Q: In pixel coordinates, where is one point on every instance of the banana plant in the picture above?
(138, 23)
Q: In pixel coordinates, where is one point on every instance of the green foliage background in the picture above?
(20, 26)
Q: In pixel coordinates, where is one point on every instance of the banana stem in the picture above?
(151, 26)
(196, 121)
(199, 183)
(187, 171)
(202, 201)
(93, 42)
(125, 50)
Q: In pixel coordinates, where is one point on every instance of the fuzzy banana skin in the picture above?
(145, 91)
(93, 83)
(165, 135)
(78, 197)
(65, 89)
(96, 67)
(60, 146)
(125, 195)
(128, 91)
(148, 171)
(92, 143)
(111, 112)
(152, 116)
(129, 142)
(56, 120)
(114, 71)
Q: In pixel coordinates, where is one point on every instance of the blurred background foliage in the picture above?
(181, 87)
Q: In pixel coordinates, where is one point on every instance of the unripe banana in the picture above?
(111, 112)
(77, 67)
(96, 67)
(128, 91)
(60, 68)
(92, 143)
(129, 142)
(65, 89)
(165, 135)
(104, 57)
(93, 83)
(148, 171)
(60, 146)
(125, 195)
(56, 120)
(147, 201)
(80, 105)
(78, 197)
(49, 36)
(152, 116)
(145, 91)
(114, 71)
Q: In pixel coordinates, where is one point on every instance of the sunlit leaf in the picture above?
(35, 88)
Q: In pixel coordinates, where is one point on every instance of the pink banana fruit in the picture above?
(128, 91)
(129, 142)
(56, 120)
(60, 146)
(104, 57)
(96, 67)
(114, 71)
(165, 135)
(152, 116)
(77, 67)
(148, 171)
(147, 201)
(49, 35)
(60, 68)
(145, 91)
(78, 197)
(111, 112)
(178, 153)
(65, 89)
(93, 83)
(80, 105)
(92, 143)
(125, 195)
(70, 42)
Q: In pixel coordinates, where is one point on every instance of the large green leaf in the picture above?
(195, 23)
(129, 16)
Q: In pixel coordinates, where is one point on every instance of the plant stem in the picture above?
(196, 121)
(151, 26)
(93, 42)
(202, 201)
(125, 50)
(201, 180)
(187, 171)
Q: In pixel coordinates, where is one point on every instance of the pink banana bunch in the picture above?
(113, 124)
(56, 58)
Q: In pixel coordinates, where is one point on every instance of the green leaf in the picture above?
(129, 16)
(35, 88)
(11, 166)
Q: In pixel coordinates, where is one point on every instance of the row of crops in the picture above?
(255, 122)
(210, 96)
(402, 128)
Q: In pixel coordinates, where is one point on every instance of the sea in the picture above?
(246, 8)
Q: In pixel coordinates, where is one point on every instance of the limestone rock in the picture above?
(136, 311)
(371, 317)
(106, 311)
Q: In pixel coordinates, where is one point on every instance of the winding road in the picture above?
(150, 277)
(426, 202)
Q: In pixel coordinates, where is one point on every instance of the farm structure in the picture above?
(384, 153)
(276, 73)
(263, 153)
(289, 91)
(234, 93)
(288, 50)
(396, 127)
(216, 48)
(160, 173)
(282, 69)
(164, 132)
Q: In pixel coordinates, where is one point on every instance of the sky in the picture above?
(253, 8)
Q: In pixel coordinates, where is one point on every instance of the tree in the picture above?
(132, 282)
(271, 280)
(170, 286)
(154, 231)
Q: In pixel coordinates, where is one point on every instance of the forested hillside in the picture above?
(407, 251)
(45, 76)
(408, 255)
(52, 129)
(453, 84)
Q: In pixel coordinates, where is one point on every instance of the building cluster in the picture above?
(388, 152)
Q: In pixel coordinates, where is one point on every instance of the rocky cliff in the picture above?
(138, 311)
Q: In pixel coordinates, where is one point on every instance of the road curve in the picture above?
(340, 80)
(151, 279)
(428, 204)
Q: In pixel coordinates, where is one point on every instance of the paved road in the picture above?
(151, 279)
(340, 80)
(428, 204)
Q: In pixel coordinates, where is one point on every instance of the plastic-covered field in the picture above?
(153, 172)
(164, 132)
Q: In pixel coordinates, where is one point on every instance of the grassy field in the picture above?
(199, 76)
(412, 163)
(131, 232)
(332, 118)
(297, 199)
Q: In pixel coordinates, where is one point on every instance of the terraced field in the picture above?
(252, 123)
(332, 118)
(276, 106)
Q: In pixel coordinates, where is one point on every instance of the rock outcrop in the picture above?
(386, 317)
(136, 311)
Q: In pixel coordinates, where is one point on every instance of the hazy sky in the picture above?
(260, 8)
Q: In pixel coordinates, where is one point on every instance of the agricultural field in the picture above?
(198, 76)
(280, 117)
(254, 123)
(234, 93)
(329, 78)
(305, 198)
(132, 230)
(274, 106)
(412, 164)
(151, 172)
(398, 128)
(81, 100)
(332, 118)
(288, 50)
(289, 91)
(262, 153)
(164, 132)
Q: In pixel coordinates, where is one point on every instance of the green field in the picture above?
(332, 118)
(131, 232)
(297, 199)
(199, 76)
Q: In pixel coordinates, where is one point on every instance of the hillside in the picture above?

■ **WORK ITEM**
To complete the exercise, print all of the entries exactly.

■ **ANSWER TO THIS PROBLEM**
Q: In pixel coordinates, where is one point on every instance of the banana plant in the picture above?
(138, 23)
Q: In pixel coordinates, where is one point on every instance of the green foliage background in the picture above?
(20, 26)
Q: In pixel coordinates, where is one point on every instance of the banana stem in the picture above?
(151, 26)
(196, 121)
(199, 183)
(187, 171)
(202, 201)
(93, 42)
(125, 50)
Q: In pixel coordinates, where is one point on every instance of the fuzzy banana skin in the picture above?
(145, 91)
(93, 83)
(165, 135)
(78, 197)
(65, 89)
(96, 67)
(60, 146)
(125, 195)
(128, 91)
(148, 171)
(92, 143)
(111, 112)
(152, 116)
(129, 142)
(56, 120)
(114, 71)
Q: In pixel coordinates, where is one point on every instance of the blurred background foliage in the picture above?
(181, 87)
Q: In pixel coordinates, where is one point on every instance of the unripe banana in the picture above?
(111, 112)
(77, 67)
(96, 67)
(128, 91)
(60, 68)
(92, 143)
(129, 142)
(65, 89)
(165, 135)
(104, 57)
(93, 83)
(148, 171)
(60, 146)
(125, 195)
(56, 120)
(147, 201)
(80, 105)
(78, 197)
(49, 36)
(152, 116)
(145, 91)
(114, 71)
Q: In pixel coordinates, where is one point on every instance of the sunlit leaf in the picture above?
(35, 88)
Q: In pixel coordinates, where is one point on every instance of the pink banana fruit in the picture above?
(128, 91)
(129, 142)
(56, 120)
(60, 146)
(104, 57)
(96, 67)
(114, 71)
(165, 135)
(152, 116)
(77, 67)
(148, 171)
(147, 201)
(49, 35)
(60, 68)
(145, 91)
(78, 197)
(111, 112)
(178, 153)
(65, 89)
(93, 83)
(80, 105)
(92, 143)
(125, 195)
(70, 42)
Q: In pixel coordinates, where is one point on every instance of the large green leaf in the picture above?
(195, 23)
(129, 16)
Q: In pixel coordinates, where is one point on every instance of the plant stem in the picture above?
(196, 121)
(151, 26)
(93, 42)
(202, 201)
(125, 50)
(201, 180)
(187, 171)
Q: In pixel coordinates, where is one point on every instance of the pink banana bunch in the picture above?
(113, 124)
(56, 58)
Q: In pixel coordinates, where is one point on every instance of the green leaf in the picture above?
(129, 16)
(35, 88)
(11, 166)
Q: In pixel coordinates, where is one point on every instance of the row of crops in the picture above?
(255, 122)
(210, 96)
(402, 128)
Q: In pixel coordinates, where is one point on every instance of the sea in the picture above?
(246, 8)
Q: In pixel coordinates, where is one point on every instance of the limestone rock in the picture above?
(136, 311)
(371, 317)
(106, 311)
Q: In pixel coordinates, where is one point on every instance of the winding road in the picture above?
(150, 277)
(426, 202)
Q: In pixel coordinates, where is one point on every instance of the farm structure in the picture above?
(384, 153)
(276, 73)
(263, 153)
(289, 91)
(234, 93)
(288, 50)
(396, 127)
(216, 48)
(160, 173)
(282, 69)
(164, 132)
Q: In pixel coordinates, where is one point on every instance of the sky in the picture above?
(253, 8)
Q: In pixel coordinates, where is one point on every instance of the tree in the picture above?
(132, 282)
(271, 280)
(170, 286)
(154, 231)
Q: In pixel coordinates, where is one point on every instance of the forested hillside in the picture above?
(407, 251)
(45, 76)
(408, 255)
(52, 129)
(453, 84)
Q: In pixel coordinates, where is one point on every instance of the building cluster in the picture above?
(388, 152)
Q: In pixel coordinates, where is one point on every instance of the rocky cliff in the picture above?
(138, 311)
Q: In pixel coordinates, where is one point on every instance of the road curve in the picture above?
(340, 80)
(151, 279)
(428, 204)
Q: In pixel coordinates, where is one point on every instance of the paved road in the picture above?
(151, 279)
(340, 80)
(428, 204)
Q: In pixel coordinates, where is one point on every instance of the plastic-covered field in the picture above?
(153, 172)
(164, 132)
Q: In pixel coordinates, where is one point on every instance of the grassy field in the picture above?
(199, 76)
(412, 163)
(131, 232)
(332, 118)
(297, 199)
Q: In pixel coordinates, where is one point on every instance of the terraced field in the picture above?
(252, 123)
(332, 118)
(276, 106)
Q: In pixel coordinates, where is one point on every instance of the rock outcrop in the picture above?
(386, 317)
(136, 311)
Q: In pixel coordinates, where is one point on every instance of the hazy sky in the picture above?
(260, 8)
Q: In pixel coordinates, where is one point on every instance of the agricultural field in the picture above?
(198, 76)
(280, 117)
(254, 123)
(234, 93)
(329, 78)
(305, 198)
(132, 230)
(274, 106)
(412, 164)
(151, 172)
(398, 128)
(81, 100)
(332, 118)
(288, 50)
(289, 91)
(262, 153)
(164, 132)
Q: In pixel coordinates, where is one point on every instance of the green field in the picture above?
(332, 118)
(131, 232)
(297, 199)
(199, 76)
Q: In pixel coordinates, where is one point on every instance of the hillside in the picture above?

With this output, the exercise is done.